Problems –
[A] Answer these from the thread about loading a sparse matrix into Octave:
(i) Which matrix from the collection was chosen as the example?
(ii) What size matrix results from loading the Matrix Market file?
(iii) Which load command produced the error "can't read binary file"?
[B] From the Octave sparse matrix thread, print everything from "Can't load sparse" down to "variables are empty.".
[C] Proceed with the thread about loading a sparse matrix into Octave, picking up after its final sentence.

Text –

.....

Can't load sparse matrix correctly into Octave - octave

I have the task to load symmetric positive define sparse matrices from The University of Florida Sparse Matrix Collection into GNU Octave. I need to study different ordering algorithms, like symamd but I can't use them since the matrices are not stored as squared
I have chosen for example bcsstk17.
I've tried different load methods with the .mat files:
load -mat bcsstk17
load -mat-binary bcsstk17
load -6 bcsstk17
load -v6 bcsstk17
load -7 bcsstk17
load -mat4-binary bcsstk17
error: load: can't read binary file
load -4 bcsstk17
But none of them worked, since my workspace's variables are empty.
When I load the Matrix Market format mtx, load bcsstk17.mtx I get a 219813x3 matrix.
I've tried the full command but I get the same 219813x3 matrix.
What I am doing wrong?

Not sure why you're trying to load the .mtx file when there's a matlab/octave specific .mat format offered there.

.....

Material provided –

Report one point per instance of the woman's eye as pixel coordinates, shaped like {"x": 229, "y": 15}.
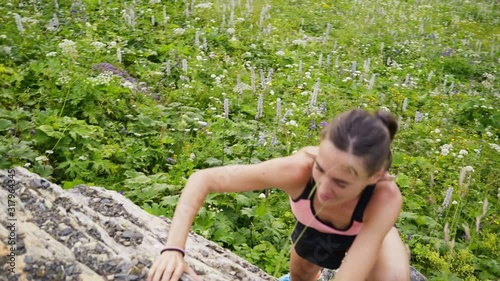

.....

Results in order –
[A]
(i) bcsstk17
(ii) 219813x3
(iii) load -mat4-binary bcsstk17

[B]
Can't load sparse matrix correctly into Octave - octave

I have the task to load symmetric positive define sparse matrices from The University of Florida Sparse Matrix Collection into GNU Octave. I need to study different ordering algorithms, like symamd but I can't use them since the matrices are not stored as squared
I have chosen for example bcsstk17.
I've tried different load methods with the .mat files:
load -mat bcsstk17
load -mat-binary bcsstk17
load -6 bcsstk17
load -v6 bcsstk17
load -7 bcsstk17
load -mat4-binary bcsstk17
error: load: can't read binary file
load -4 bcsstk17
But none of them worked, since my workspace's variables are empty.

[C]
Just download the bcsstk17.mat file, and load it:
load bcsstk17.mat
You will then see on your workspace a variable called Problem which is of type struct. This contains several fields, including a A field which seems to hold your data in the form of a sparse matrix. In other words, your data can be accessed as Problem.A
You shouldn't be bothering with the .mtx file at all. However for completion I will explain what you're seeing when you load it. The .mat file is a binary format. However, a .mtx file seems to be a human-readable format (i.e. it contains normal ASCII text). In particular it seems that it consists of a 'header' containing comments, which start with a % character,
a row which seems to encode the size of the sparse matrix in each dimension,
and then it contains "space-delimited" data, where presumably each row represents an element in the matrix, and the three columns presumably represent the row, the column, and the value of that element.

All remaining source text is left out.